%%

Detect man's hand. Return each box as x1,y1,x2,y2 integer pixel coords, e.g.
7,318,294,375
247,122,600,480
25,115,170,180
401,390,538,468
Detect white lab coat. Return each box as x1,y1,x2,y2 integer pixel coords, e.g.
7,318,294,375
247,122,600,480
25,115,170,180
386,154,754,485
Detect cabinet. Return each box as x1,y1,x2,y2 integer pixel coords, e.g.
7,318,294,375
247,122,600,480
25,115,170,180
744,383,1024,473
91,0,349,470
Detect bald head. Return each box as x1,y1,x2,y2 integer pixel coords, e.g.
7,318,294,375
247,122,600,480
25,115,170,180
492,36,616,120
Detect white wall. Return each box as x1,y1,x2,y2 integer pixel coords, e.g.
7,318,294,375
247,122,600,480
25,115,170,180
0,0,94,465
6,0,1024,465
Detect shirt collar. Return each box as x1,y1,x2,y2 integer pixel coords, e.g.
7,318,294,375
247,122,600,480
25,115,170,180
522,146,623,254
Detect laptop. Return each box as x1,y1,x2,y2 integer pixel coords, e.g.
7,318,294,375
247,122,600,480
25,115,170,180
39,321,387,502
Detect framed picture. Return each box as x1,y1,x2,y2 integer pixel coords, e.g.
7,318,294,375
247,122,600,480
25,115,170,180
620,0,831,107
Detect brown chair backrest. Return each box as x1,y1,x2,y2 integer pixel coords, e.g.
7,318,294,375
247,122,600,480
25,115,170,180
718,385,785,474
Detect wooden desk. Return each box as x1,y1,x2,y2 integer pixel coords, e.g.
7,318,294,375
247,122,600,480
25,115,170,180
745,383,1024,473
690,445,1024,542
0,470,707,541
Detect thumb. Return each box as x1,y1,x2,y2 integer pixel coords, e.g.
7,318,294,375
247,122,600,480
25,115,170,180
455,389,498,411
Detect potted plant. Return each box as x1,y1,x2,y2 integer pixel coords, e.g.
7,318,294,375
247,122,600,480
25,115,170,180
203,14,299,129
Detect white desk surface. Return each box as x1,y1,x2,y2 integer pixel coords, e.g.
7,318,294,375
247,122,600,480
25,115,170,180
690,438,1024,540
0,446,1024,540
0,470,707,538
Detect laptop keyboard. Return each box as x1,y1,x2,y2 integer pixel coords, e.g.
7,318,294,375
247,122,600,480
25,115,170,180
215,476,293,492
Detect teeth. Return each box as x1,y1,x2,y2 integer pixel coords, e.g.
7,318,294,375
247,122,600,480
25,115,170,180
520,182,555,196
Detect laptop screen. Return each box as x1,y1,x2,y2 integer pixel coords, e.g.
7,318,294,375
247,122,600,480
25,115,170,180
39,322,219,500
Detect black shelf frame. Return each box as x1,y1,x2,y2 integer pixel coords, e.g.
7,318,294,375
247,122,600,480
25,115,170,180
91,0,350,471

%%

Stated goal: Render every line of the entries above as a JSON list of strings, with one string per line and blank lines left out.

Correct answer:
[
  "Detect man's hand. Return each box as x1,y1,x2,y2 integer pixel coords, e.g.",
  "7,318,294,375",
  "247,122,600,480",
  "25,115,170,180",
  "401,390,538,468",
  "Detect white lab coat. Return each box as x1,y1,x2,y2 integer pixel coords, e.g.",
  "7,318,294,375",
  "247,122,600,480",
  "25,115,170,180",
  "386,154,754,485",
  "Detect cabinet. Return each box as x1,y1,x2,y2 integer pixel coords, e.g.",
  "7,318,294,375",
  "247,122,600,480",
  "25,115,170,180",
  "744,383,1024,473",
  "91,0,349,470",
  "Detect bald head. Return each box as x1,y1,x2,y2 integer pixel coords, e.g.",
  "7,318,294,375",
  "247,122,600,480",
  "25,115,170,180",
  "492,36,616,120",
  "Detect white wall. Return each box as x1,y1,x2,y2 integer pixel coords, e.g.",
  "7,318,294,375",
  "247,122,600,480",
  "25,115,170,180",
  "0,0,94,465",
  "6,0,1024,465",
  "Detect shirt collar. Return each box as x1,y1,x2,y2 integer pixel coords, e.g.",
  "7,318,294,375",
  "247,122,600,480",
  "25,115,170,180",
  "522,146,623,254",
  "Detect laptop. Return each box as x1,y1,x2,y2 integer pixel coords, e.g.",
  "7,318,294,375",
  "247,122,600,480",
  "25,115,170,180",
  "39,321,387,502",
  "Detect framed picture. Return each box as x1,y1,x2,y2 integer pixel coords, e.g.",
  "7,318,294,375",
  "247,122,600,480",
  "25,115,170,180",
  "620,0,831,107",
  "Detect brown chair backrest. Return each box as x1,y1,x2,y2 integer pixel coords, e.g.",
  "7,318,294,375",
  "247,122,600,480",
  "25,115,170,180",
  "718,385,785,474",
  "Detect wooden desk. Return each box as x1,y1,x2,y2 integer pixel coords, e.g.",
  "7,318,294,375",
  "247,122,600,480",
  "25,115,170,180",
  "745,383,1024,473",
  "690,445,1024,542",
  "0,470,707,541",
  "Detect thumb. Return each box as x1,y1,x2,y2 integer pixel coords, e.g.",
  "7,318,294,375",
  "247,122,600,480",
  "25,115,170,180",
  "455,389,498,411",
  "Detect potted plant. Return each box as x1,y1,x2,y2 integer pixel coords, e.g.",
  "7,318,294,375",
  "247,122,600,480",
  "25,115,170,180",
  "203,14,299,129",
  "Detect white desk surface. Return each box as x1,y1,x2,y2 integer pixel coords, e.g.",
  "7,318,294,375",
  "247,122,600,480",
  "25,115,170,180",
  "690,438,1024,540",
  "0,446,1024,540",
  "0,470,707,538",
  "Detect laptop keyboard. Return each box as x1,y1,x2,y2 integer pixel coords, e.g.",
  "7,318,294,375",
  "247,122,600,480",
  "25,115,170,180",
  "215,476,293,492",
  "Detect teeth. Return each box as x1,y1,x2,y2 integer pixel coords, e.g.",
  "7,318,294,375",
  "247,122,600,480",
  "25,115,170,180",
  "520,182,555,196",
  "Detect laptop screen. Return each box as x1,y1,x2,y2 integer pixel coords, e.g.",
  "7,318,294,375",
  "247,122,600,480",
  "25,115,170,180",
  "39,322,219,500",
  "Detect black shelf frame. Return each box as x1,y1,x2,y2 integer pixel coords, e.g.",
  "7,318,294,375",
  "247,122,600,480",
  "25,115,170,180",
  "91,0,350,471"
]